--- EXERCISE MATERIAL ---

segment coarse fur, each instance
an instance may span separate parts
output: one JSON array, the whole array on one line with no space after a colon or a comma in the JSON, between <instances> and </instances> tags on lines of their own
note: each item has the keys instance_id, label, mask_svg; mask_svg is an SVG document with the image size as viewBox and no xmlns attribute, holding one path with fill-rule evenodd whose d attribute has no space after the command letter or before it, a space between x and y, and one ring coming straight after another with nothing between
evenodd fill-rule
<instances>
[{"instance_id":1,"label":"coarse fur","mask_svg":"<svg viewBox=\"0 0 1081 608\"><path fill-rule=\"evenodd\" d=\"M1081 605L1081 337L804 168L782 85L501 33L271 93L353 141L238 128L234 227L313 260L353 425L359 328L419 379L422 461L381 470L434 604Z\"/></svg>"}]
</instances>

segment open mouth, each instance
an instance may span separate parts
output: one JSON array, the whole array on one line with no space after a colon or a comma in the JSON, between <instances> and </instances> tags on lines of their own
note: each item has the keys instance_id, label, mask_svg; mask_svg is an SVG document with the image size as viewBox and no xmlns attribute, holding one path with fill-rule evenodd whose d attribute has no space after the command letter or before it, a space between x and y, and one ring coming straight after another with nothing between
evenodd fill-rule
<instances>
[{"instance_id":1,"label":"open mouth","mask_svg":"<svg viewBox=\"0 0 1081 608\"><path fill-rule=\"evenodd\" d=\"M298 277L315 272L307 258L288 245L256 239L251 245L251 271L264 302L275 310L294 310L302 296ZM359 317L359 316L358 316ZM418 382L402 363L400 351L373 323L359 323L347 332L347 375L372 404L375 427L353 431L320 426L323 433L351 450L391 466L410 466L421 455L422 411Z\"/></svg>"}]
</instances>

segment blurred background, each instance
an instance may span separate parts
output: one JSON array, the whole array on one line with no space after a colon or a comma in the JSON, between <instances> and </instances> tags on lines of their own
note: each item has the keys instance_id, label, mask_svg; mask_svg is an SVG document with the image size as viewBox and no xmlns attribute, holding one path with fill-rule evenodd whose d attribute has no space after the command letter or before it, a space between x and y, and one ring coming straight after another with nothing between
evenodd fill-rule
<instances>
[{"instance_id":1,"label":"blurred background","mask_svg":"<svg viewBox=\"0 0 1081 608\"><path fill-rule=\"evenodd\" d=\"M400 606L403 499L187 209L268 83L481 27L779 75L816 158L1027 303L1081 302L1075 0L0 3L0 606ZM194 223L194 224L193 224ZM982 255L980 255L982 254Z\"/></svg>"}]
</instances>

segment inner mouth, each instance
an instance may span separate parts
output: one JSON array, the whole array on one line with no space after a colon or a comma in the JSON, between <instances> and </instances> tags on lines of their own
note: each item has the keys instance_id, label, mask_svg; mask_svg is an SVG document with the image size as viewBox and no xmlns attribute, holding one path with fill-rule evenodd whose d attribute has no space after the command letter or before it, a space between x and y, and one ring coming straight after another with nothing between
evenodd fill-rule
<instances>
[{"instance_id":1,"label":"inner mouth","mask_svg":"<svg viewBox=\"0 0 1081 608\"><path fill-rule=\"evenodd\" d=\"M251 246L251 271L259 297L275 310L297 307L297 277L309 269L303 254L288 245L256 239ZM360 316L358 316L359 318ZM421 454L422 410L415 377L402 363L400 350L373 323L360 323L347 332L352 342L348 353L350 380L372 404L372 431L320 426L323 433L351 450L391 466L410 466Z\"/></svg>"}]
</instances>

---

Copy all of the data above word for word, line by line.

**SOLVED PROBLEM**:
segment coarse fur, each instance
an instance may span separate parts
output: one JSON array, the whole array on one line with no space after a colon or a comma in the JSON, between <instances> and </instances> tags on lines of their own
note: each item has the keys instance_id, label, mask_svg; mask_svg is an SVG document with the image size as viewBox and no xmlns attribute, holding one path with fill-rule evenodd whose d attribute has no space after the command letter or before it, a space between x and y, and one ring coming straight after another with nothing between
evenodd fill-rule
<instances>
[{"instance_id":1,"label":"coarse fur","mask_svg":"<svg viewBox=\"0 0 1081 608\"><path fill-rule=\"evenodd\" d=\"M1081 605L1081 337L804 168L782 85L501 33L271 93L353 141L238 128L234 227L313 260L353 425L359 328L419 379L422 461L381 470L434 604Z\"/></svg>"}]
</instances>

segment open mouth, each instance
an instance may span separate parts
output: one JSON array, the whole array on one line with no space after a colon or a comma in the JSON, between <instances> and </instances> tags on lines of their own
note: each item has the keys instance_id, label, mask_svg; mask_svg is an SVG document with the image size as viewBox and no xmlns attribute, holding one path with fill-rule evenodd whose d attribute has no space after the command letter or before it, a space between x and y, and one ring coming straight after another with nothing between
evenodd fill-rule
<instances>
[{"instance_id":1,"label":"open mouth","mask_svg":"<svg viewBox=\"0 0 1081 608\"><path fill-rule=\"evenodd\" d=\"M298 277L315 272L307 258L288 245L256 239L251 245L251 271L264 302L275 310L294 310L302 296ZM359 317L359 316L358 316ZM418 382L402 363L400 351L373 323L359 323L347 332L347 375L372 404L375 427L353 431L320 426L323 433L351 450L391 466L410 466L421 455L422 411Z\"/></svg>"}]
</instances>

segment blurred background, each instance
an instance may span separate parts
output: one JSON array, the whole array on one line with no space after a colon or a comma in the JSON, between <instances> and </instances> tags on lines of their own
note: each item has the keys instance_id, label, mask_svg; mask_svg is an SVG document with the image size as viewBox and no xmlns attribute, holding one path with fill-rule evenodd whose d attribute has no space after the command letter or before it, a space between x and y, and one ring coming straight after another with nothing between
evenodd fill-rule
<instances>
[{"instance_id":1,"label":"blurred background","mask_svg":"<svg viewBox=\"0 0 1081 608\"><path fill-rule=\"evenodd\" d=\"M400 606L403 499L187 209L268 83L481 27L779 75L816 158L1027 303L1081 302L1075 0L0 3L0 606ZM194 223L194 224L193 224ZM982 255L980 255L982 254Z\"/></svg>"}]
</instances>

segment inner mouth, each instance
an instance may span separate parts
output: one JSON array, the whole array on one line with no space after a colon or a comma in the JSON, between <instances> and </instances> tags on lines of their own
note: each item has the keys instance_id, label, mask_svg; mask_svg is an SVG document with the image size as viewBox and no xmlns attribute, holding one path with fill-rule evenodd whose d attribute has no space after the command letter or before it, a space between x and y, and one ring coming straight after another with nothing between
evenodd fill-rule
<instances>
[{"instance_id":1,"label":"inner mouth","mask_svg":"<svg viewBox=\"0 0 1081 608\"><path fill-rule=\"evenodd\" d=\"M251 246L251 271L259 297L275 310L297 307L297 277L309 269L303 254L288 245L256 239ZM360 316L358 316L359 318ZM421 454L422 410L415 377L402 363L400 350L373 323L360 323L347 332L352 342L348 353L350 380L372 404L372 431L320 426L323 433L351 450L391 466L410 466Z\"/></svg>"}]
</instances>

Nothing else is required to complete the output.